→ Written tasks
1) According to the patch review, what is the fallback for this_cpu_add on platforms that lack atomic per cpu instructions?
2) Summarize the patch review in two sentences.
3) Continue the patch review from the point where it stops.

You do not disable preempt on your own so you have to use

this_cpu_add()

There is no difference between __this_cpu_add and this_cpu_add on x86 but
they will differ on platforms that do not have atomic per cpu
instructions. The fallback for this_cpu_add is to protect the add with
preempt_disable()/enable. The fallback fro __this_cpu_add is just to rely
on the caller to ensure that preempt is disabled somehow.


> @@ -495,22 +460,17 @@ static void mem_cgroup_charge_statistics
> bool charge)
> {
> int val = (charge) ? 1 : -1;
> - struct mem_cgroup_stat *stat = &mem->stat;
> - struct mem_cgroup_stat_cpu *cpustat;
> - int cpu = get_cpu();
>
> - cpustat = &stat->cpustat[cpu];
> if (PageCgroupCache(pc))
> - __mem_cgroup_stat_add_safe(cpustat, MEMCG_NR_CACHE, val);
> + __this_cpu_add(mem->cpustat->count[MEMCG_NR_CACHE], val);

Remove __
> else
> - __mem_cgroup_stat_add_safe(cpustat, MEMCG_NR_RSS, val);
> + __this_cpu_add(mem->cpustat->count[MEMCG_NR_RSS], val);

Remove __
>
> if (charge)
> - __mem_cgroup_stat_add_safe(cpustat, MEMCG_PGPGIN, 1);
> + __this_cpu_inc(mem->cpustat->count[MEMCG_PGPGIN]);

Remove __
> else
> - __mem_cgroup_stat_add_safe(cpustat, MEMCG_PGPGOUT, 1);
> - __mem_cgroup_stat_add_safe(cpustat, MEMCG_EVENTS, 1);
> - put_cpu();
> + __this_cpu_inc(mem->cpustat->count[MEMCG_PGPGOUT]);
> + __this_cpu_inc(mem->cpustat->count[MEMCG_EVENTS]);

Remove __

> - /*
> - * Preemption is already disabled, we don't need get_cpu()
> - */
> - cpu = smp_processor_id();
> - stat = &mem->stat;
> - cpustat = &stat->cpustat[cpu];
> -
> - __mem_cgroup_stat_add_safe(cpustat, MEMCG_NR_FILE_MAPPED, val);
> + __this_cpu_add(mem->cpustat->count[MEMCG_NR_FILE_MAPPED], val);

Remove __


> @@ -1650,16 +1597,11 @@ static int mem_cgroup_move_account(struc
>
> page = pc->page;
> if (page_mapped(page) && !PageAnon(page)) {
> - cpu = smp_processor_id();
> /* Update mapped_file data for mem_cgroup "from" */
> - stat = &from->stat;
> - cpustat = &stat->cpustat[cpu];
> - __mem_cgroup_stat_add_safe(cpustat, MEMCG_NR_FILE_MAPPED, -1);
> + __this_cpu_dec(from->cpustat->count[MEMCG_NR_FILE_MAPPED]);

You can keep it here since the context already has preempt disabled it
seems.

→ Data listing
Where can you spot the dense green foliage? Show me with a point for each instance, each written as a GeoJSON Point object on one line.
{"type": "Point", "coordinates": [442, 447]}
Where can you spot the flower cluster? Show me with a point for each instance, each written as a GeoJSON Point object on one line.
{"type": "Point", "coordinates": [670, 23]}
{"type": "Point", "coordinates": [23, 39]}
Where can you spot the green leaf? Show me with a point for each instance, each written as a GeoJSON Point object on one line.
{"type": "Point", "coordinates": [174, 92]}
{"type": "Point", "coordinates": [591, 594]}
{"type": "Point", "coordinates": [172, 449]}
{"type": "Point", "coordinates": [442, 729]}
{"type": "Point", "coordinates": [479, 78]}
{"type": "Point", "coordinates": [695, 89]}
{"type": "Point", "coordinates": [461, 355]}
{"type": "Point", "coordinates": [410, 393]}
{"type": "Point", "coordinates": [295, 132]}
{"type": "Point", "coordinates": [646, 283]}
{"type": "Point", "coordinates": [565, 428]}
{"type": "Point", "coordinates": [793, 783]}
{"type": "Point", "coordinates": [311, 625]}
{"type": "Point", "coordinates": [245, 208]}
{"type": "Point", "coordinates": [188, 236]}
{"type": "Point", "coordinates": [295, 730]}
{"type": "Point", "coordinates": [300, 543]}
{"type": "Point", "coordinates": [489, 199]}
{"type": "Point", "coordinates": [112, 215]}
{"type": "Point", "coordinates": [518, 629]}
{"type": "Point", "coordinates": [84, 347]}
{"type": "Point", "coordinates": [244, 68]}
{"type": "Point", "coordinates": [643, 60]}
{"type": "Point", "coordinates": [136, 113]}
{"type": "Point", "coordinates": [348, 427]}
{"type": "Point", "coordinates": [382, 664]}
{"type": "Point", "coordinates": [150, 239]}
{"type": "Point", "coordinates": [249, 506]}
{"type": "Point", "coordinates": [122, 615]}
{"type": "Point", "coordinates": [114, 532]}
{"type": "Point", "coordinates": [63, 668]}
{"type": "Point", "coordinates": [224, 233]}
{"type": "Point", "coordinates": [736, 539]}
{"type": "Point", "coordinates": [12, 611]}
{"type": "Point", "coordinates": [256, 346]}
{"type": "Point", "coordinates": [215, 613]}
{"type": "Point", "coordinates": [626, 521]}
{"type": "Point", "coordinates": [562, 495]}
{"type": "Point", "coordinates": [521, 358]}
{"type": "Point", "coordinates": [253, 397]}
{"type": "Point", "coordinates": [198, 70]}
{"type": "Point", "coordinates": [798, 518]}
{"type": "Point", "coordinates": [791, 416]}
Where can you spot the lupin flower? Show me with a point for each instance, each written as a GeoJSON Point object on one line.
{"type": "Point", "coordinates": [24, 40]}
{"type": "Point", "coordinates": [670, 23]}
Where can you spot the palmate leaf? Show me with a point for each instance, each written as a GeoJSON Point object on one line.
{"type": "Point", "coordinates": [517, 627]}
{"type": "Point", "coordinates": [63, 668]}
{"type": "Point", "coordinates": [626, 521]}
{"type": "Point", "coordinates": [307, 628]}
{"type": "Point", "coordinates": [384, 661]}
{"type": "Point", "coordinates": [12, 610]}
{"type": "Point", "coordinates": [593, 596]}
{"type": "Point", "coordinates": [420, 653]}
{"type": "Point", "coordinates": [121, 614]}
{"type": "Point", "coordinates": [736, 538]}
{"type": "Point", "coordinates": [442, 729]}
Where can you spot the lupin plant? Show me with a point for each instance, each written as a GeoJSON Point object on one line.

--

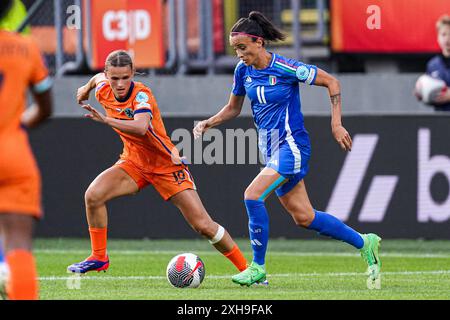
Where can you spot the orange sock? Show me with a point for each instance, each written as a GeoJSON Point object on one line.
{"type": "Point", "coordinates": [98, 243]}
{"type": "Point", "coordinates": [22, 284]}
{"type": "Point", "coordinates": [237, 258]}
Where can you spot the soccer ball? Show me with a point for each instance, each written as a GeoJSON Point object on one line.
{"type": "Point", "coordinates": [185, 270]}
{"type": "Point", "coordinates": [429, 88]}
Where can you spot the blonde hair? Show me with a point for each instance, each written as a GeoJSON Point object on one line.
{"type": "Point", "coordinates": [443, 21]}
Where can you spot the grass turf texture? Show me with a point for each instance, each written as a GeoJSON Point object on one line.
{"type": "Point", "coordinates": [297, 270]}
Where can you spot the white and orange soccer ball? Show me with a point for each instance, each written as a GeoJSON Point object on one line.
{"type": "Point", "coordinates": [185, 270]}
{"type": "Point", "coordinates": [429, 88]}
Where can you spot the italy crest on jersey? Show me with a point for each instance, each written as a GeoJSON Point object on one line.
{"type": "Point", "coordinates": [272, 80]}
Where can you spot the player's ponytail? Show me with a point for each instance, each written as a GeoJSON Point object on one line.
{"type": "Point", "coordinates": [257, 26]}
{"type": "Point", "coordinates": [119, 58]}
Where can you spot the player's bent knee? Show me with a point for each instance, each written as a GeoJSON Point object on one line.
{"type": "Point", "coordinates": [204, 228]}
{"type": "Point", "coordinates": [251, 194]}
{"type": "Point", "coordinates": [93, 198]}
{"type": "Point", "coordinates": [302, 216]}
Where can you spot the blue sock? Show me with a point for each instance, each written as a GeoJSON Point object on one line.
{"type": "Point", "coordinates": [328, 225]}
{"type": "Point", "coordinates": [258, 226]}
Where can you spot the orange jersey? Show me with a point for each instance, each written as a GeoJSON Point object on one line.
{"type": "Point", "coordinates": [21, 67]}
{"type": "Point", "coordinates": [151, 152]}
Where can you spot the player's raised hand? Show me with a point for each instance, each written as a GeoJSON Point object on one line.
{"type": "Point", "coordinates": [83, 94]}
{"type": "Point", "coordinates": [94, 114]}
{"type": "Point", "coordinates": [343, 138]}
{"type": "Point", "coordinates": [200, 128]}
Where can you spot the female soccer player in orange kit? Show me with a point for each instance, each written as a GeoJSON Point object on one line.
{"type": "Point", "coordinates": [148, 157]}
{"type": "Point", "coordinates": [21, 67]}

--

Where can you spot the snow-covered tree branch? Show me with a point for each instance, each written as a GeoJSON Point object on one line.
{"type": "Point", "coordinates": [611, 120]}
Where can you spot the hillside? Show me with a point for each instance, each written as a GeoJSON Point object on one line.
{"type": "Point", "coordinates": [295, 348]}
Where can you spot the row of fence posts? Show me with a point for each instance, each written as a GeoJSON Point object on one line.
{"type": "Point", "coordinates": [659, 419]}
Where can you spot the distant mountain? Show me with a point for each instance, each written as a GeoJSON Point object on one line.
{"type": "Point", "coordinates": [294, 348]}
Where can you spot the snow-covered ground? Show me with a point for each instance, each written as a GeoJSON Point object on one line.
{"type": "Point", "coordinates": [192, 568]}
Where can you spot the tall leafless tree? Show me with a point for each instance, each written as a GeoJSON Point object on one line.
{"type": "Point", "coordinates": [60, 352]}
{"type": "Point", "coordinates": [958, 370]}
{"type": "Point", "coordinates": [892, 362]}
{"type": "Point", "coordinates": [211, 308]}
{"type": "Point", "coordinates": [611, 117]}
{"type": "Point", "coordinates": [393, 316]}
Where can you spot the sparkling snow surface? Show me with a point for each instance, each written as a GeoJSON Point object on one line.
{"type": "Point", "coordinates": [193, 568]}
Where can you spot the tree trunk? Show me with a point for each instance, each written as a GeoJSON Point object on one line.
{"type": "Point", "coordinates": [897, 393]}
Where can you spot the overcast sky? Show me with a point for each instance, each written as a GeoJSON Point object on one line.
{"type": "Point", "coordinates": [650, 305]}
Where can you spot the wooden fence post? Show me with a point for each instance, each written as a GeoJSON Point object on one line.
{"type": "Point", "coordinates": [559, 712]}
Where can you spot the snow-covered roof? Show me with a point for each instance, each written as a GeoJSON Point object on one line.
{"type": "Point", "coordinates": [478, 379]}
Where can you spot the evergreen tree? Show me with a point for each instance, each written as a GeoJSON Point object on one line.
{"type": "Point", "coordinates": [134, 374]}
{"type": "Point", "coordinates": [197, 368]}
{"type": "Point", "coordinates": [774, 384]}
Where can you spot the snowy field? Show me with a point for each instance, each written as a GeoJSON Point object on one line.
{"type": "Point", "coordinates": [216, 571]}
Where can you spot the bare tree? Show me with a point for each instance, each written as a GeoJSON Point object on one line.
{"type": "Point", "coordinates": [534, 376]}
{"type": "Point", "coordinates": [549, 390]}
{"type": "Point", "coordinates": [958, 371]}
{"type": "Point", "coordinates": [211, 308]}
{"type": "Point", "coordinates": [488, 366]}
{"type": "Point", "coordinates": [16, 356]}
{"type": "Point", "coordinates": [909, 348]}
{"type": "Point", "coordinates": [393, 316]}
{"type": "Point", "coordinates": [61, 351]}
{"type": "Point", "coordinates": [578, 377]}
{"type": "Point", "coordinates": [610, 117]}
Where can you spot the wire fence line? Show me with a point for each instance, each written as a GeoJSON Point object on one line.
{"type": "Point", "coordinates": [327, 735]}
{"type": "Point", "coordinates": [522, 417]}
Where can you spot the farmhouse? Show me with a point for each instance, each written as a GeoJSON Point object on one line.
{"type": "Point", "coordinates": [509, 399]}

→ Answers in order
1) The add is protected with preempt_disable()/enable.

2) The reviewer says the patch must use this_cpu_add() instead of __this_cpu_add(), because the code does not disable preemption on its own. The two are the same on x86, but on platforms without atomic per cpu instructions this_cpu_add falls back to preempt_disable()/enable, while __this_cpu_add relies on the caller, so the reviewer asks for the __ prefix to be removed from most of the changed calls but allows it in mem_cgroup_move_account, where preemption already seems to be disabled.

3)
2009-11-06 18:44:34

by Kamezawa Hiroyuki

[permalink] [raw]
Subject: Re: [PATCH 2/2] memcg : rewrite percpu countings with new interfaces

Christoph Lameter wrote:
> On Fri, 6 Nov 2009, KAMEZAWA Hiroyuki wrote:
>> - __mem_cgroup_stat_reset_safe(cpustat, MEMCG_EVENTS);
>> + __this_cpu_write(mem->cpustat->count[MEMCG_EVENTS], 0);
>> ret = true;
>> }
>> - put_cpu();
>> return ret;
>
> If you want to use the __this_cpu_xx versions then you need to manage
> preempt on your own.
>
Ah, I see. I understand I haven't understood.

> You need to keep preempt_disable/enable here because otherwise the per
> cpu variable zeroed may be on a different cpu than the per cpu variable
> where you got the value from.
>
Thank you. I think I can do well in the next version.


>> +static s64 mem_cgroup_read_stat(struct mem_cgroup *mem,
>> + enum mem_cgroup_stat_index idx)
>> +{
>> + struct mem_cgroup_stat_cpu *cstat;
>> + int cpu;
>> + s64 ret = 0;
>> +
>> + for_each_possible_cpu(cpu) {
>> + cstat = per_cpu_ptr(mem->cpustat, cpu);
>> + ret += cstat->count[idx];
>> + }
>
> == ret += per_cpu(mem->cpustat->cstat->count[idx], cpu)
>
Hmm, Hmm. Will use that.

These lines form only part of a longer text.